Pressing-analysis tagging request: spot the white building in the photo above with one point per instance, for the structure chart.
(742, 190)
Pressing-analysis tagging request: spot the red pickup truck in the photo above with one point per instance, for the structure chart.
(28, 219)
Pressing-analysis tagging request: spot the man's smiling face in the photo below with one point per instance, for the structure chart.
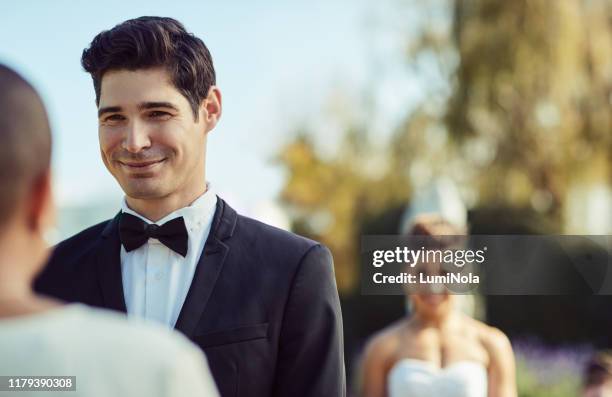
(149, 138)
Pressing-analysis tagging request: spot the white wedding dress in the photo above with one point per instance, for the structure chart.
(418, 378)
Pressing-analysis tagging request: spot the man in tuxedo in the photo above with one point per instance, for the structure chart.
(261, 302)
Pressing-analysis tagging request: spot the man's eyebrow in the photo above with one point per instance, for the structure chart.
(152, 105)
(109, 109)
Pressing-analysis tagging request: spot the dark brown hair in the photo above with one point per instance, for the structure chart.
(25, 140)
(148, 42)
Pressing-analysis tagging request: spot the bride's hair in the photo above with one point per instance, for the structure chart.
(437, 232)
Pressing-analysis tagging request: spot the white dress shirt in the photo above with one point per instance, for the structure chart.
(155, 278)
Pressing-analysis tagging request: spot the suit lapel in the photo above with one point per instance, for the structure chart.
(208, 268)
(108, 266)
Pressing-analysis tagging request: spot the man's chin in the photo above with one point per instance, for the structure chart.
(143, 189)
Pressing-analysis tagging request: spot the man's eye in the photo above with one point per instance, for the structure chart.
(156, 114)
(114, 117)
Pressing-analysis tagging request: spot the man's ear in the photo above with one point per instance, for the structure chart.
(41, 210)
(212, 107)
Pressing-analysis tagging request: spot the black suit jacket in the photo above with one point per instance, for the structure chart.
(263, 303)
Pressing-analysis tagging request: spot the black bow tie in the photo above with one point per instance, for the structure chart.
(134, 232)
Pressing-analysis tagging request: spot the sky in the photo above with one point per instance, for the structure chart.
(276, 62)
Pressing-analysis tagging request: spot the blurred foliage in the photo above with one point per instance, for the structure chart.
(549, 372)
(518, 111)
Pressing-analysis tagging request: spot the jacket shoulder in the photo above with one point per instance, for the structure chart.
(82, 241)
(261, 233)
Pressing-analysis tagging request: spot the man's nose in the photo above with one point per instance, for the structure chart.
(136, 137)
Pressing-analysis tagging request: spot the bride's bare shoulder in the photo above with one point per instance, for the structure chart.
(386, 342)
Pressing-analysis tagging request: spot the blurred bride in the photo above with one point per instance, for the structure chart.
(438, 350)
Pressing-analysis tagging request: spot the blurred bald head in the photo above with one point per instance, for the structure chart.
(25, 141)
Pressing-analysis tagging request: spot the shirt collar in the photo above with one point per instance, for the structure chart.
(197, 215)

□ □ □ □

WORK TO COMPLETE: Reproduce all of the data above verbatim, line by line, and omit the picture.

SOLVED PROBLEM:
Pressing-analysis tagging request: spot the white building in the photo above with one point per instance, for the structure chart.
(742, 190)
Pressing-analysis tagging request: spot the red pickup truck in the photo above with one point per instance, for the structure chart.
(28, 219)
Pressing-analysis tagging request: spot the man's smiling face in the photo below with one point per instance, for the structure chart.
(149, 138)
Pressing-analysis tagging request: spot the white wedding dress in the photo above with one point per instance, for the structure chart.
(418, 378)
Pressing-analysis tagging request: spot the man in tuxedo in the photo above with one point per instance, for the structure chart.
(261, 302)
Pressing-analysis tagging request: spot the man's eyebrow in the photo above with one point per instance, for the structure chart.
(152, 105)
(109, 109)
Pressing-analysis tagging request: spot the dark brown hair in the photo above with one point per instance, for the structure chart.
(25, 140)
(148, 42)
Pressing-analysis tagging request: spot the bride's hair in the photo above with one point per instance, for the structure chart.
(437, 232)
Pressing-analysis tagging request: spot the white dress shirt in the photo above with one point per instance, for the structure chart.
(155, 278)
Pressing-analysis tagging request: spot the suit lapel in the photo above with one point per instance, for the structure chart.
(208, 268)
(108, 266)
Pressing-analysis tagging request: spot the man's chin in the photo above with one point per instance, for the structure chart.
(143, 189)
Pressing-analysis tagging request: spot the man's eye in the photo above with one point per instance, for the structure chart.
(156, 114)
(114, 117)
Pressing-analysis tagging request: spot the man's ear in the photo above with one point per instance, for the structure chart.
(41, 210)
(212, 107)
Pressing-analysis tagging request: spot the black suit jacket in the photo above with one point per instance, for the structure chart.
(263, 303)
Pressing-analysis tagging request: spot the black bow tie in the photo above with one point per instance, for the structure chart.
(134, 232)
Pressing-analysis tagging request: spot the sky in the photo above with one point per instance, for the structure chart.
(276, 62)
Pressing-analysis tagging request: spot the blurred foliage in the photo above with one point per instance, for the structure chart.
(549, 372)
(518, 111)
Pressing-analysis tagging request: spot the jacket shoulder in the photo above with one point per instance, for the structure chart.
(82, 241)
(261, 233)
Pressing-analysis tagging request: spot the man's nose in the photo above with one point per instance, for the structure chart.
(136, 137)
Pressing-analysis tagging request: spot the bride's bare shoulder in the photo above with one point per instance, for the structure chart.
(386, 342)
Pressing-analysis tagging request: spot the blurred bride in the photo above with one point per instance, for the structure chart.
(438, 350)
Pressing-analysis tagging request: spot the blurred bald head in the photo above with one point per instance, for the structure chart.
(25, 141)
Pressing-analysis tagging request: spot the shirt collar in the photo above with one point per instance, for the structure chart.
(197, 215)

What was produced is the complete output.